--- start of Data for this exercise ---

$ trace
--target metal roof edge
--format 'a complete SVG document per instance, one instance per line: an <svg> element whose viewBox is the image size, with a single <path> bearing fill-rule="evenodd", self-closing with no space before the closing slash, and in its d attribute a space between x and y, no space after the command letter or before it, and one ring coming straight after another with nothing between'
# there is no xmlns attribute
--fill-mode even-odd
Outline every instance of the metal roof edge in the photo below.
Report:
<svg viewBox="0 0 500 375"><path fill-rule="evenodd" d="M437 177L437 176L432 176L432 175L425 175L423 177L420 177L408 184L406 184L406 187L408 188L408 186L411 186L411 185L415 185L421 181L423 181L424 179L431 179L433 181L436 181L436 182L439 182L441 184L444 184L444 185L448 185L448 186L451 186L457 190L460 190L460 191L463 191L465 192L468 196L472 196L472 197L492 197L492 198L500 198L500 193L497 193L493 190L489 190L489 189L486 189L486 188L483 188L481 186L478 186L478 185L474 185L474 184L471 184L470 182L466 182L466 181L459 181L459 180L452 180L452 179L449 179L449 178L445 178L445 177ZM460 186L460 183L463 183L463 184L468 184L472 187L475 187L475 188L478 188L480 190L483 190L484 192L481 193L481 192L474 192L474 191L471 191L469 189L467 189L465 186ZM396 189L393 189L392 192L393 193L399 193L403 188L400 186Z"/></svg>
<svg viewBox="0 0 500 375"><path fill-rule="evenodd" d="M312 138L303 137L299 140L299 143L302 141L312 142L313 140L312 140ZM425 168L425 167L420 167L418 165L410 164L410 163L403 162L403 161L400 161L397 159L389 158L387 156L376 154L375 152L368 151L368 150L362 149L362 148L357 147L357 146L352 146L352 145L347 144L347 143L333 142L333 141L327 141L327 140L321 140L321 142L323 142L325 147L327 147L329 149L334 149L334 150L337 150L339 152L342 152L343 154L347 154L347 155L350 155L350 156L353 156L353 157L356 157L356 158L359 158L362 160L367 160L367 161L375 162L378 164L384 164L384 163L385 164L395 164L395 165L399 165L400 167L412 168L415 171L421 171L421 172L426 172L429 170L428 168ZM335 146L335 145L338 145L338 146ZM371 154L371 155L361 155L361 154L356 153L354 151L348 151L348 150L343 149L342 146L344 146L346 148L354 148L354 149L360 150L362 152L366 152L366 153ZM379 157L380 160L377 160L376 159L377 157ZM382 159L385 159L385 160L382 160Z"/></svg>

--- end of Data for this exercise ---

Can you write out the entries above again, replacing "metal roof edge" with "rain gutter" and leaving everything else unchanged?

> Task result
$ trace
--target rain gutter
--format 'a complete SVG document per instance, one instance per line: an <svg> element whose viewBox is the image size, with a single <path> bearing fill-rule="evenodd", self-closing with no space before the closing slash, and in its d attribute a space between x and y, no space after the command letter or before it, and one ring coming straight after another with nothing between'
# there is no xmlns attribute
--fill-mode even-odd
Outline every instance of the rain gutter in the photo below.
Report:
<svg viewBox="0 0 500 375"><path fill-rule="evenodd" d="M437 177L437 176L432 176L432 175L425 175L423 177L420 177L408 184L406 184L406 187L408 188L408 186L411 186L411 185L415 185L421 181L423 181L424 179L431 179L433 181L436 181L436 182L439 182L441 184L444 184L444 185L448 185L448 186L451 186L457 190L460 190L460 191L463 191L465 192L468 196L472 196L472 197L492 197L492 198L500 198L500 193L497 193L493 190L489 190L489 189L486 189L486 188L483 188L481 186L478 186L478 185L474 185L474 184L471 184L470 182L466 182L466 181L459 181L459 180L452 180L452 179L449 179L449 178L445 178L445 177ZM460 186L460 183L463 183L463 184L468 184L472 187L475 187L475 188L478 188L480 190L483 190L484 192L481 193L481 192L474 192L474 191L471 191L469 189L467 189L465 186ZM396 189L393 189L392 192L393 193L399 193L403 188L400 186Z"/></svg>
<svg viewBox="0 0 500 375"><path fill-rule="evenodd" d="M312 138L303 137L299 140L299 143L302 141L312 142L313 140L312 140ZM425 168L425 167L420 167L418 165L410 164L410 163L403 162L403 161L400 161L397 159L389 158L387 156L376 154L375 152L368 151L368 150L362 149L362 148L357 147L357 146L352 146L352 145L347 144L347 143L333 142L333 141L327 141L327 140L321 140L321 142L323 142L325 147L327 147L329 149L334 149L334 150L337 150L339 152L342 152L343 154L347 154L347 155L350 155L350 156L353 156L353 157L356 157L356 158L359 158L362 160L367 160L367 161L375 162L378 164L384 164L384 163L385 164L395 164L395 165L399 165L400 167L412 168L415 171L421 171L421 172L426 172L429 170L428 168ZM335 146L335 145L338 145L338 146ZM371 154L371 155L361 155L361 154L356 153L354 151L348 151L348 150L343 149L342 146L344 146L346 148L354 148L354 149L360 150L362 152L366 152L366 153ZM379 157L380 160L377 160L376 159L377 157ZM382 159L385 159L385 160L382 160Z"/></svg>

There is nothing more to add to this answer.